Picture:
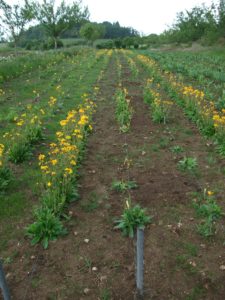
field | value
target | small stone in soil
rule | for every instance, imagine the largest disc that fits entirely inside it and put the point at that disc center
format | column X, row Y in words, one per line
column 86, row 291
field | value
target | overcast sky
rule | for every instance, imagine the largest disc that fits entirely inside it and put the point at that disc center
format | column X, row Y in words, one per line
column 147, row 16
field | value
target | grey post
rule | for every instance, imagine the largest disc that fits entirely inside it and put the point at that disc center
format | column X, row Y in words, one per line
column 3, row 284
column 140, row 263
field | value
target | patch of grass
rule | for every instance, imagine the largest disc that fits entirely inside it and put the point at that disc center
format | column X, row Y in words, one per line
column 164, row 142
column 177, row 149
column 188, row 164
column 183, row 262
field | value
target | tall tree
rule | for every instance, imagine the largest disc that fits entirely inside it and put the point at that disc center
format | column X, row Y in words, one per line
column 15, row 18
column 92, row 31
column 221, row 10
column 57, row 19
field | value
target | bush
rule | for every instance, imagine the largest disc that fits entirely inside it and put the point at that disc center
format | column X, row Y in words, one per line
column 105, row 45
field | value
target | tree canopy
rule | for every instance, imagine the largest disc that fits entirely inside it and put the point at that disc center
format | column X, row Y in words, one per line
column 15, row 18
column 57, row 19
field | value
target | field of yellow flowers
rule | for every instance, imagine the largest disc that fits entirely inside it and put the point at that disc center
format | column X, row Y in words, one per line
column 108, row 137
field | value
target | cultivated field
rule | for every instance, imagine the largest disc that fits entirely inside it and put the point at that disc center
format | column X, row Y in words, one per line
column 84, row 136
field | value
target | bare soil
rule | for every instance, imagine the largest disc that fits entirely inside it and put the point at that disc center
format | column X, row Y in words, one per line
column 94, row 261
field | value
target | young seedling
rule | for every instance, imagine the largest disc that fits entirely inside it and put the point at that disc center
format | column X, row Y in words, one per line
column 133, row 217
column 122, row 186
column 188, row 164
column 177, row 149
column 207, row 209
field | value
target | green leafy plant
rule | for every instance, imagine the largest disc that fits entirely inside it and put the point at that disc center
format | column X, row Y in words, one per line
column 19, row 151
column 123, row 110
column 121, row 186
column 188, row 164
column 46, row 228
column 5, row 177
column 133, row 217
column 207, row 209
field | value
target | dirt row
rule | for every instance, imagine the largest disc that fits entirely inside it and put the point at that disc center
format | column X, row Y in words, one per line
column 94, row 261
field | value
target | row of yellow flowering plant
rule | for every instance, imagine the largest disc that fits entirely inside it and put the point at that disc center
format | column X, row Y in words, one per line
column 124, row 110
column 202, row 111
column 160, row 109
column 59, row 170
column 5, row 173
column 29, row 129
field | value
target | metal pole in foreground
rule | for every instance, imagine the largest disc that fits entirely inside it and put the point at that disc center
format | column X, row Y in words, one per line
column 3, row 284
column 140, row 263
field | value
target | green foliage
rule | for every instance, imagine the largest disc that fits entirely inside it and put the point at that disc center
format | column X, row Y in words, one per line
column 188, row 164
column 5, row 177
column 121, row 186
column 19, row 151
column 123, row 110
column 57, row 19
column 220, row 103
column 15, row 18
column 177, row 149
column 133, row 217
column 207, row 209
column 47, row 228
column 92, row 31
column 105, row 44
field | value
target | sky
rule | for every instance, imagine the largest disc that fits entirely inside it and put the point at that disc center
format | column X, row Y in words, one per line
column 146, row 16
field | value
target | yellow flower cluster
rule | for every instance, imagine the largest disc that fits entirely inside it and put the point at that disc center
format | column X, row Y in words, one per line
column 52, row 101
column 205, row 109
column 2, row 92
column 59, row 165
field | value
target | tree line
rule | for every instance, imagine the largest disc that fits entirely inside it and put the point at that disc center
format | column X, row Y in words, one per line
column 54, row 22
column 201, row 23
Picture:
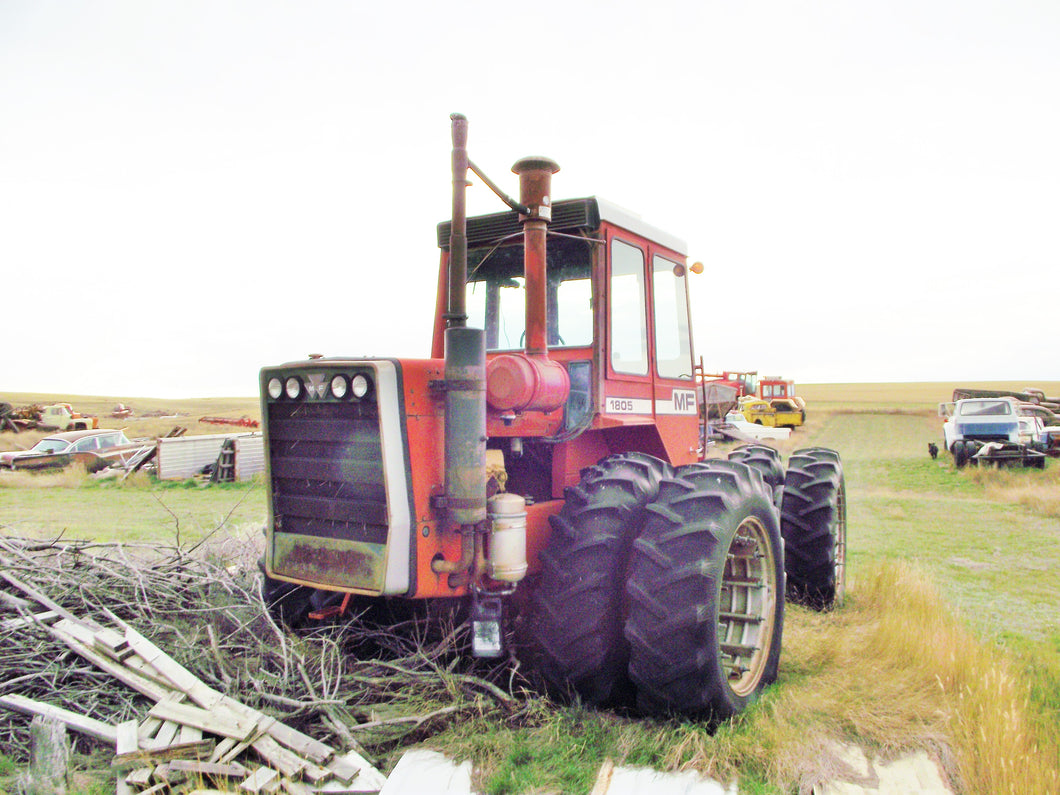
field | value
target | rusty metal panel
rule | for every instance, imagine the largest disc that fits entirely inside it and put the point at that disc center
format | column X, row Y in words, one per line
column 335, row 563
column 249, row 456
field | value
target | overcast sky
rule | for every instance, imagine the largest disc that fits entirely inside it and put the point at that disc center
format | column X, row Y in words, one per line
column 192, row 190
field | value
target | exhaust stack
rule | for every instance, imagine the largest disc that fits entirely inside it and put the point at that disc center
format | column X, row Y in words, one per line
column 531, row 381
column 464, row 365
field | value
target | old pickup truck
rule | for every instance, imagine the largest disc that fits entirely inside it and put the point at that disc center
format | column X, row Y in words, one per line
column 987, row 429
column 62, row 417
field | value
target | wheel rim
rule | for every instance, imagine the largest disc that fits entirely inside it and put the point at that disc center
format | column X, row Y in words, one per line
column 841, row 546
column 747, row 606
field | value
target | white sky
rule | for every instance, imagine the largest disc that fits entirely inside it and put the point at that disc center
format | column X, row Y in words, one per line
column 192, row 190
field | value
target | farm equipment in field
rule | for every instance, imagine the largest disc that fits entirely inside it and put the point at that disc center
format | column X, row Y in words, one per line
column 623, row 564
column 990, row 429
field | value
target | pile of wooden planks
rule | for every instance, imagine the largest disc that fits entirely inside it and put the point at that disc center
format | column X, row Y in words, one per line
column 193, row 734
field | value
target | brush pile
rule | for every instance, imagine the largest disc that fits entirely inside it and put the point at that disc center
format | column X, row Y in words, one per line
column 364, row 685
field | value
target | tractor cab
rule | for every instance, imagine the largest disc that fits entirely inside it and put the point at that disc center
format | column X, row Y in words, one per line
column 615, row 323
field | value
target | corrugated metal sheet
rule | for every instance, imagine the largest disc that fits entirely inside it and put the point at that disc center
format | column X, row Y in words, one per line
column 187, row 456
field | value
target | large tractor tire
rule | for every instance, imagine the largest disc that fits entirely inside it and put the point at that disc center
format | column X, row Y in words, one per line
column 766, row 460
column 577, row 610
column 706, row 594
column 813, row 523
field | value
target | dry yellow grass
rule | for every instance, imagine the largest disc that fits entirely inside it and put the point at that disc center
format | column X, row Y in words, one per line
column 183, row 412
column 897, row 670
column 1040, row 494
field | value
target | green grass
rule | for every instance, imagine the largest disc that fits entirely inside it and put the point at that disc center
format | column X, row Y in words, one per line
column 140, row 511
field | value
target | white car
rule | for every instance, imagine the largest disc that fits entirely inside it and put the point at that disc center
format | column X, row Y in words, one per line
column 738, row 421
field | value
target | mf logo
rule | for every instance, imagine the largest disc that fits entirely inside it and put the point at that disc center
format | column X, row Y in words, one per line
column 684, row 401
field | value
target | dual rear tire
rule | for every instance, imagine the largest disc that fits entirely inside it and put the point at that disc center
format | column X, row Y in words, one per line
column 661, row 587
column 665, row 588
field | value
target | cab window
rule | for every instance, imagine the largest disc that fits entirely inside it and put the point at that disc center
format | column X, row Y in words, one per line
column 673, row 357
column 628, row 323
column 496, row 295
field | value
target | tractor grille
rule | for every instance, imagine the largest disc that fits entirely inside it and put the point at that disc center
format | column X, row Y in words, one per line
column 325, row 461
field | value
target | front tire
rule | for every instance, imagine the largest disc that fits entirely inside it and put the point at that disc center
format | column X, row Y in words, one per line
column 577, row 610
column 706, row 594
column 813, row 522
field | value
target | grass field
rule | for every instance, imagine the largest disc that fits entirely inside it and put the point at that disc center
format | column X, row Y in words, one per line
column 949, row 640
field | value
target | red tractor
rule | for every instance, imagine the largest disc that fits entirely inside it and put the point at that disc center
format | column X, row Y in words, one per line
column 546, row 460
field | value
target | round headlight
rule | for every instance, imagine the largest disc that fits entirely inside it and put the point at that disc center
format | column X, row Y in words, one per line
column 294, row 387
column 339, row 387
column 359, row 385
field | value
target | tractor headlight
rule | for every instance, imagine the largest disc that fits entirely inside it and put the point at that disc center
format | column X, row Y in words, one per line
column 339, row 387
column 359, row 385
column 294, row 387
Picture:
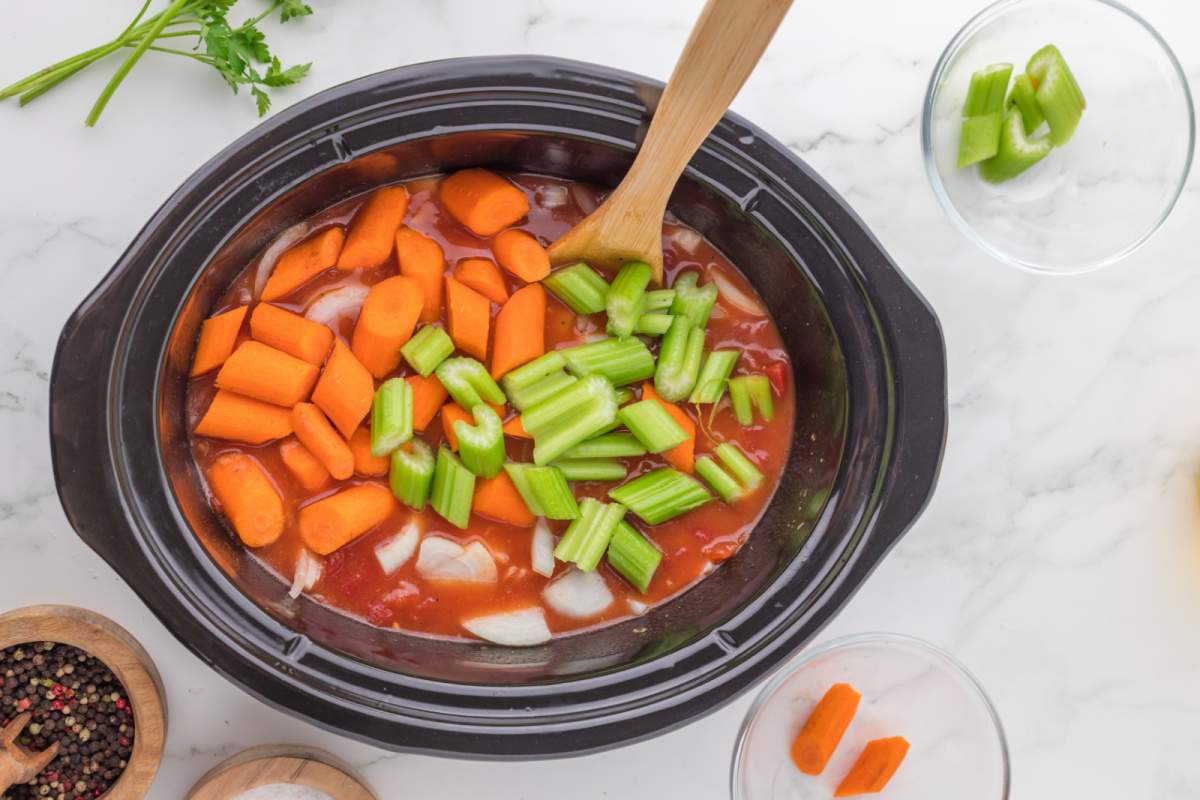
_____
- _Work to be completed_
Report each line from the records above that contains the word "tree", copying every such line in full.

- _Exercise solution_
target | tall tree
target | tree canopy
target | tree line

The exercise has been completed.